Handelt es sich um einen Satirikerbattle? Wohl nicht ganz.

Klaue wirft Droste wohl nicht nur satirisch „den Abscheu vor dem Fest der Liebe, an dessen Stelle ein Schlachtfest treten möge, in dem das Menschenvieh, das einem täglich auf die Pelle rückt, zugrunde geht“ vor.

Weihnachten – Fest der Liebe? Fehlen da nicht die Anführungszeichen. Oder meint Klaue wirklich, die „Süsser die Kassen nie klingeln-Tage“ hätten was mit Liebe und Fest zu tun? Natürlich nicht, schreibt er doch selber:

„Dabei haben die Weihnachtsbräuche, über die sich Droste ereifert wie ein Islamist über westliche Dekadenz, mit dem christlichen Abendland, von dem jetzt wieder viel die Rede ist, nur insofern zu tun, als sie diesem irgendwie entsprungen sind, das heißt aber auch: es schon lange abgeschüttelt haben.“ Doch Klaue versucht trotzdem oder gerade noch hier die Spur eines anderen Lebens zu entdeckten. Schreibt er doch:

„Daran ist nichts Verwerfliches. Im Gegenteil zeugt es von Menschenfreundlichkeit, wenn die christlichen Kirchen auf die mangelnde Bibeltreue, tumbe Völlerei und hektische Betriebsamkeit, die ihre Schäfchen in der Vorweihnachtszeit an den Tag legen, nicht mit dem Kirchenbann und schon gar nicht mit der Kalaschnikow reagieren.“

Dann wird es aber wirklich fromm. Bezeichne doch Klaue den Weihnachtsgruß eines Pfarrers Eduard Ebel „als eines der vollkommensten Lieder deutscher Sprache“. In den Zeilen »In den Herzen ist’s warm/Still schweigt Kummer und Harm/Sorge des Lebens verhallt« vermag Klaue „eine so genaue Anschauung dessen, worauf der Begriff der freien Menschheit zielt, zu erkennen. Sicherlich steht das Prinzip Hoffnung hier Pate, mit dem der Philosoph Ernst Bloch auch in vielen religiösen und vorreligiösen Bräuchen und Praktiken den Vorschein einer besseren Welt erkennen wollte. Mich spricht Pfarrer Ebels Reim nicht an, und ich kann darin kein Vorschein eines anderen Lebens erkennen.

(Datenauflistung)
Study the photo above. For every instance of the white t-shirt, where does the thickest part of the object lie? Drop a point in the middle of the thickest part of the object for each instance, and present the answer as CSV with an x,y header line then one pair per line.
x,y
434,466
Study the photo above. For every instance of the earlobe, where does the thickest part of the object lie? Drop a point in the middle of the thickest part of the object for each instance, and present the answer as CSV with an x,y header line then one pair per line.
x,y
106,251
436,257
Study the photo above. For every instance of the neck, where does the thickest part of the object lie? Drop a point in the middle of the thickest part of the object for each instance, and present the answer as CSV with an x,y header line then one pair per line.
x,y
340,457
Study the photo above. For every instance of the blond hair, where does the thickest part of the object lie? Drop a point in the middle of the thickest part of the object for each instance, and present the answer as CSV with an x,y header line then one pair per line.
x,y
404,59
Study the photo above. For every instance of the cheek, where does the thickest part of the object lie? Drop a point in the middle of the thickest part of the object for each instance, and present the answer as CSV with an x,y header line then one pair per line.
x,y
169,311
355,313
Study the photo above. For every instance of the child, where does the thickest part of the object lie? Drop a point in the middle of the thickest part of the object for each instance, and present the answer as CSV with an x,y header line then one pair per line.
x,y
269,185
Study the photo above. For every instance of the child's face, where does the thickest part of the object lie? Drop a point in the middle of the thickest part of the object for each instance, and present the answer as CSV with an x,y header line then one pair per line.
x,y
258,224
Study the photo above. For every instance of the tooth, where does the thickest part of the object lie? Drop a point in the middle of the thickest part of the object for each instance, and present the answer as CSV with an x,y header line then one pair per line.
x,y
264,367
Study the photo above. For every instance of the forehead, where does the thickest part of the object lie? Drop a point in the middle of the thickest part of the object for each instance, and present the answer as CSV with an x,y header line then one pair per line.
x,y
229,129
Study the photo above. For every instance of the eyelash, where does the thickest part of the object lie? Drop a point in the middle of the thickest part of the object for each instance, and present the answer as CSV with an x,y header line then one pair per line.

• _Anweisungen_
A. Als was bezeichnet Klaue laut dem Textauszug den Weihnachtsgruß von Pfarrer Eduard Ebel?
B. Erklären Sie anhand des Textauszugs in ein bis drei Sätzen, inwiefern die Weihnachtsbräuche nach Klaues Worten mit dem christlichen Abendland zu tun haben.
C. Greifen Sie den Textauszug über Klaues und Drostes Sicht auf Weihnachten nach seinem letzten Satz auf und setzen Sie ihn fort.

• _Lösungen der Aufgaben_
A. Als eines der vollkommensten Lieder deutscher Sprache.

B. Die Weihnachtsbräuche haben mit dem christlichen Abendland nur insofern zu tun, als sie ihm irgendwie entsprungen sind. Das bedeutet laut Klaue aber auch, dass sie es schon lange abgeschüttelt haben.

C.
Ich würde hier einen Gegenvorschlag präsentieren, einige Zeilen, die für mich den Vorschein einer anderen Welt bedeuten.

Es handelt sich um ein Lied, dass streikende Textilarbeiterinnen 1908 getextet und gesungen haben, und das noch immer so aktuell klingt:

Brot und Rosen:


Wenn wir zusammen gehen, geht mit uns ein schöner Tag
Durch all die dunklen Küchen, und wo grau ein Werkshof lag,
beginnt plötzlich die Sonne uns're arme Welt zu kosen,
und jeder hört uns singen Brot und Rosen!


Wenn wir zusammen gehen, kämpfen wir auch für den Mann,
weil ohne Mutter kein Mensch auf die Erde kommen kann
Und wenn ein Leben mehr ist als nur Arbeit, Schweiß und Bauch,
wollen wir mehr Gebt uns das Brot, doch gebt die Rosen auch.


Wenn wir zusammen gehen, gehen uns're Toten mit
Ihr unerhörter Schrei nach Brot schreit auch durch unser Lied.
Sie hatten für die Schönheit, Liebe, Kunst, erschöpft nie Ruh.
Drum kämpfen wir ums Brot und wollen die Rosen dazu.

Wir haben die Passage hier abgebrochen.